* Quoted passage:
########

Daniel, now out on parole, wants to see his children. Allison objects, based on Daniel's "violent felony conviction record ... domestic violence ... extremist views regarding religion, including ... jihad; and the letters written to the children while he was incarcerated, lecturing about religion and reminding the children that their names are Mujahid." ("Mujahid" means a soldier fighting for Islam; "mujahedin" is the plural.)

In December, a New York appellate court held that Daniel should be allowed supervised visitation after his parole expires this summer. But the court also upheld, in the name of "the best interest of the children," the trial court's order that Daniel not discuss with the children "any issues pertaining to his religion." ...

In the rest of the op-ed, I discuss the First Amendment implications of such orders, and point out that similar speech restrictions can arise in a wide range of other cases, involving racist speech, anti-gay speech, pro-gay speech, the teaching of religious intolerance, decisions not to teach religion at all, and more. Last year, I wrote an NYU Law Review article (Parent-Child Speech and Child Custody Speech Restriction) on this general subject.

For those who are interested, I also report the opinions below:

[New York family court decision, Oct. 28, 2005:]

The Petitioner, DANIEL [P.] (hereinafter, “father” or “Petitioner”) having filed a petition, pursuant to Family Court Act, Article 6, for an order, inter alia, granting him “visitation” with the children, MUJAHID DANIEL [P.], born October 30, 1993; and MUJAHID DAVID [P.], born June 1, 1995 (hereinafter “Daniel” and “David” or “the children”); and the Respondent, ALLISON [B.] (hereinafter “mother” or “Respondent”) having opposed such petition; and these matters, having come on before me for a trial, and the Petitioner having appeared via telephone testimony and by his attorney, John Zenir; and the Respondent having appeared in person and by her attorney, Steven A. Meisner, and the Law Guardian, Gail Jacobs, Esq., having appeared on behalf of the children; and the parties having presented witnesses, and exhibits to this Court; and upon all of the prior proceedings and pleadings had herein; and the parties having consented to this matter being heard and determined by Special Referee Dorothy A. Phillips; the petition is decided as follows:

Kovarsky (mail):
wow that's tough.

########

* Items:
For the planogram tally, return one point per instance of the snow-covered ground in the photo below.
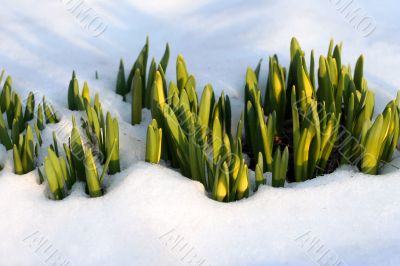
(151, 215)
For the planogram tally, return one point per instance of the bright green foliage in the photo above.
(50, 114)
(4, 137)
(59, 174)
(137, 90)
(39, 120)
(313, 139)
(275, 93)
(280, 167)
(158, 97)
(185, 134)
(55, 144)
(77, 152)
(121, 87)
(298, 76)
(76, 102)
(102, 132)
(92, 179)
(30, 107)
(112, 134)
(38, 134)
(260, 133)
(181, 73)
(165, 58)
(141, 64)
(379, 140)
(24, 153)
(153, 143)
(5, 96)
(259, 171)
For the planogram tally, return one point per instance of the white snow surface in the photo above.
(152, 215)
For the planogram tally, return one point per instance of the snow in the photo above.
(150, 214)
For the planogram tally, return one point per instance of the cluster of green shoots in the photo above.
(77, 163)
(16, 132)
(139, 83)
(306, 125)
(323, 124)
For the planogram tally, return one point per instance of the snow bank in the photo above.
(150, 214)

########

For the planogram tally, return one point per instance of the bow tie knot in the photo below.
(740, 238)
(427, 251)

########

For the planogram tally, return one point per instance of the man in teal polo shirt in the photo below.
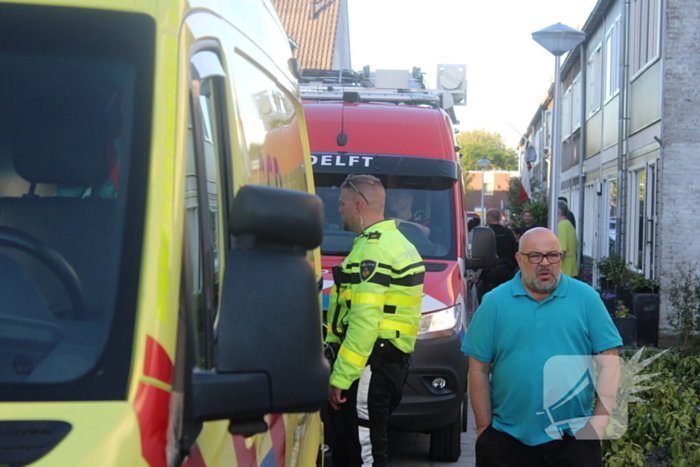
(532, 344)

########

* What to do:
a - In the visitation-case excerpt, what does the word "Mujahid" mean?
b - Reproduce the visitation-case excerpt between "Daniel, now out" and "is the plural.)", inclusive, with "parole" swapped out for "probation".

* Task-by-task solutions:
a - It means a soldier fighting for Islam.

b -
Daniel, now out on probation, wants to see his children. Allison objects, based on Daniel's "violent felony conviction record ... domestic violence ... extremist views regarding religion, including ... jihad; and the letters written to the children while he was incarcerated, lecturing about religion and reminding the children that their names are Mujahid." ("Mujahid" means a soldier fighting for Islam; "mujahedin" is the plural.)